● **EXTRAIT**
Pour commencer, en toute logique,  » A Prelude to a kiss « . Et dire qu’il existe des malheureux sur cette Terre qui n’écoutent que du Rock ou du Baroque et qui ignorent tout de cette musique. Une minute de compassion pour eux.

Natif de Washington, il crée son premier orchestre  » The Washingtonians  » en 1923 à 24 ans. Au fil du temps, l’orchestre passa de 4-5 à 19 musiciens sans compter les chanteuses, les danseurs. Duke Ellington écrivait pour des musiciens précis comme Serge Gainsbourg pour les chanteuses. Comparaison audacieuse mais éclairante, Professeur Hervé! Le Duke a arrêté le sport pour la musique lorsqu’il s’est aperçu que la musique marchait mieux avec les filles.  » Tant qu’il y aura une jolie fille pour m’écouter jouer du piano, je continuerai  » disait-il encore à 68 ans en 1967. Il est né dans la bourgeoisie noire, a reçu une bonne éducation, fait une école de Beaux Arts. Par contre, il reconnaissait avoir plus manqué de leçons de piano qu’il n’en avait pris. Il a surtout appris d’oreille.

Exemple de standard composé par le Duke:  » I got it bad and that ain’t good « . Un Blues du Duke ne sent pas la sueur dans les champs de coton mais l’odeur urbaine des petits matins blêmes quand votre chérie est partie sans prévenir. Antoine Hervé le joue très bien.

Duke était la classe même, fidèle en amitié (avec les femmes, c’était une autre histoire), loyal, conciliant, sachant arranger les conflits. Sur le New York des années 1920 que le Duke comparait à un pot au feu, le professeur Hervé nous conseille de lire  » La beauté du monde  » de Michel Lebris. Je vous conseille  » New York  » de Paul Morand (1929), édité en poche avec une préface de Philippe Sollers qui aimerait bien savoir écrire comme cela.

● **DONNÉES FOURNIES**
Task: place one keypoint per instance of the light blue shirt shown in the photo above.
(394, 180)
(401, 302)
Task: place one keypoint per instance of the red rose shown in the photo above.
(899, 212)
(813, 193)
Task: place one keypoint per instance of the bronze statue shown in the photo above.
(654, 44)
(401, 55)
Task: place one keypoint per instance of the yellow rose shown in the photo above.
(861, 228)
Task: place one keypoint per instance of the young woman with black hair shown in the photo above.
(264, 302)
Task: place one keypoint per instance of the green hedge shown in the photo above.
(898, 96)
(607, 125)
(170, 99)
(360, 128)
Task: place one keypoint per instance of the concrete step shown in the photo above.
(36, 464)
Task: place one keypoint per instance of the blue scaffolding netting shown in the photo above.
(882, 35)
---
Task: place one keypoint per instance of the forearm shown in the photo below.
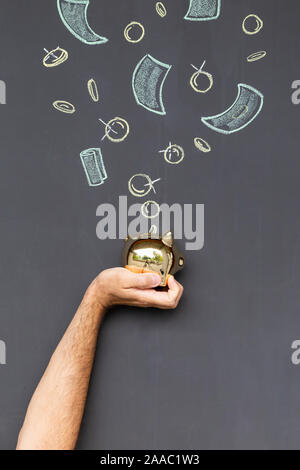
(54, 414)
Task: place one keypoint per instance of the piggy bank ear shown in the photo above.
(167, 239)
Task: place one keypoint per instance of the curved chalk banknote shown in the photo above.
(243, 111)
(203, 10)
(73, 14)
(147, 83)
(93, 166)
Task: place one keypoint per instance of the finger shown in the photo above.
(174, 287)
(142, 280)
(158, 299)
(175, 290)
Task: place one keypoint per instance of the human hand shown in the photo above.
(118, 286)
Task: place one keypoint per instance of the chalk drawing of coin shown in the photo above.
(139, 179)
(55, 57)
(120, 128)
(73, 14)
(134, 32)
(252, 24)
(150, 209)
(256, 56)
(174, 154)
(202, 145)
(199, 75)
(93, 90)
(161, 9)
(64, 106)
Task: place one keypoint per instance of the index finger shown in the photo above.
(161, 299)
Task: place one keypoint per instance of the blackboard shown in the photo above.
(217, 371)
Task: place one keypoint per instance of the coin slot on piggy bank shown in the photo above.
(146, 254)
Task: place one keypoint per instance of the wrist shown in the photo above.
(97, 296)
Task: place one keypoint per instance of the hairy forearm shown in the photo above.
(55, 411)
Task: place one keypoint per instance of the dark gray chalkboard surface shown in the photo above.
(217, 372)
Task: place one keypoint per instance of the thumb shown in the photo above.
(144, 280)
* * *
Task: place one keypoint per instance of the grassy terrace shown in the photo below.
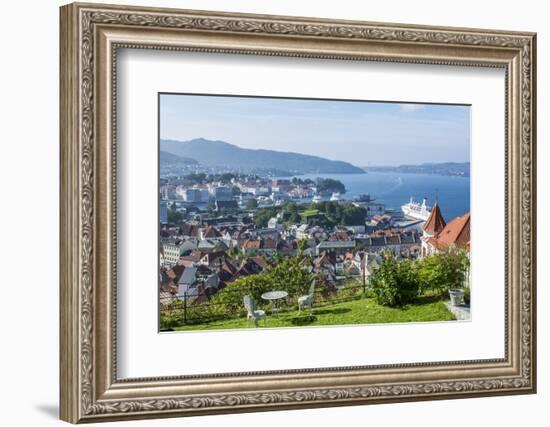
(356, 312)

● **CONSIGNE**
Rédigez la suite de l'extrait sur Duke Ellington en reprenant après sa dernière phrase.

● **RÉPONSE**
Au début, le Duke était un pianiste de ragtime, musique à deux temps. Démonstration. A écouter le  » Soda Fountain Rag  » dans le  » Live at Whitney’s  » (solo de 1972). Duke a appris en regardant le piano pneumatique, en ralentissant le mécanisme pour suivre ce qui se passait. Il a appris le stride notamment le fameux  » Carolina Shout  » de James P. Johnson. On dansait dans les bars. Les gens vivaient, marchaient, dansaient, buvaient, fumaient, aimaient au rhythme du Jazz. Exemple de transformation en stride avec  » La lettre à Elise  » de Beethoven, fameuse guimauve, transformée en alcool fort grâce aux variations d’Antoine Hervé.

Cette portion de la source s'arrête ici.